Can you convert the records below into a two-column CSV with the headers "request" and "points", one row per record, putting each record's text and its answer into a single quoted field apiece with line breaks replaced by spaces? Leave the pictures out.

#### Records to process ####

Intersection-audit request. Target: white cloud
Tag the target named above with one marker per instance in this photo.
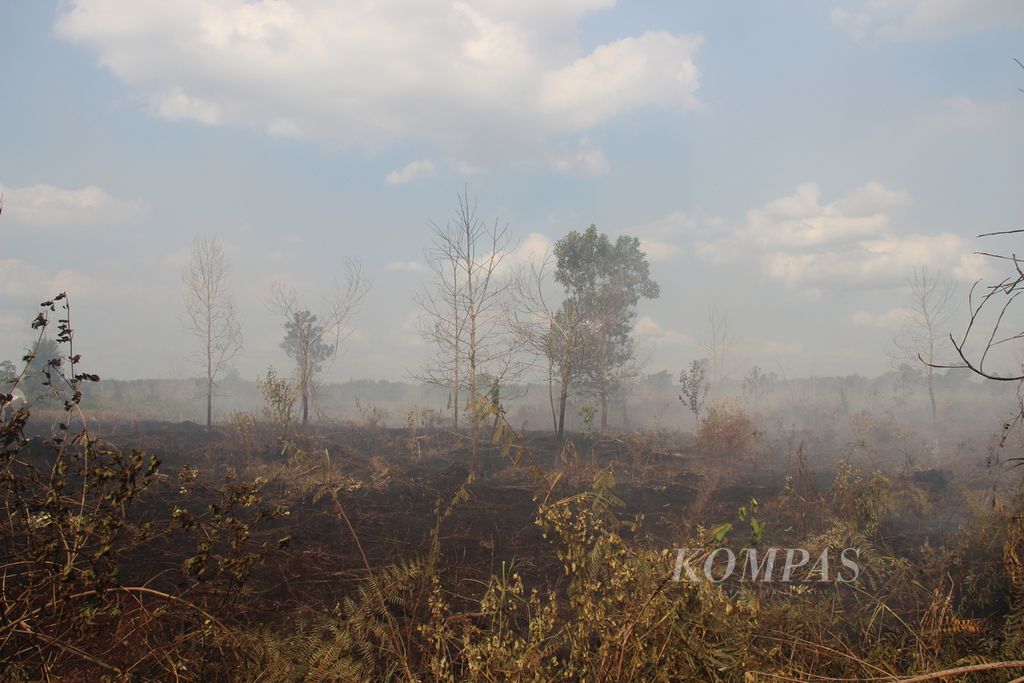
(812, 247)
(408, 266)
(536, 247)
(416, 169)
(966, 114)
(648, 331)
(801, 221)
(20, 280)
(444, 74)
(890, 318)
(584, 160)
(660, 239)
(43, 207)
(925, 19)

####

▸ Answer
request,points
"Intersection-audit request. Target: white cloud Tag the target named above with one marker per instance in this photo.","(812, 247) (408, 266) (536, 247) (416, 169) (966, 114) (648, 331) (801, 221) (20, 280) (444, 74) (890, 318) (584, 160) (660, 239) (43, 207) (925, 19)"